▶ **Information provided**
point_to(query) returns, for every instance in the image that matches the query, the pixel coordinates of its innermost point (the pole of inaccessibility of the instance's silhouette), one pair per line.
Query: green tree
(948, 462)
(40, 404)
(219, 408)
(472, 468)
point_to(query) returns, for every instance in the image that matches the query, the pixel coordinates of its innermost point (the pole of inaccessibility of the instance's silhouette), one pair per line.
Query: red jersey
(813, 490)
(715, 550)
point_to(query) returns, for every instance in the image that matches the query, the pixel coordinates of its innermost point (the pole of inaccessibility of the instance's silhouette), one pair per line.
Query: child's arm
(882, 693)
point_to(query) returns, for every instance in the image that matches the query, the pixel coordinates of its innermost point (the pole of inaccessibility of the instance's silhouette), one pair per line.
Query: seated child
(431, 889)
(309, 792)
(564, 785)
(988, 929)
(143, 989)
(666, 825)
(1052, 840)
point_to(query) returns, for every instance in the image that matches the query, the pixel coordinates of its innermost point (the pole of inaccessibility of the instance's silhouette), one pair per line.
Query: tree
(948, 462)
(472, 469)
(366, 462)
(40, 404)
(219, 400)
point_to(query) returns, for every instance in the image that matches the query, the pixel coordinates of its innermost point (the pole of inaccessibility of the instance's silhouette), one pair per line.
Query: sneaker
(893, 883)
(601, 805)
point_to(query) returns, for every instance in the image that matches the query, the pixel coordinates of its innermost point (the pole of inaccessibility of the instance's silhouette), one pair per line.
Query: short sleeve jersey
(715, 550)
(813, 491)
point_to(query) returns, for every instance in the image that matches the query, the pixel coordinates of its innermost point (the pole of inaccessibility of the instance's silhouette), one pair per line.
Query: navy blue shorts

▶ **The task**
Report every line of the material above that contains the string "child".

▶ **Finished exercise**
Query: child's arm
Query: seated child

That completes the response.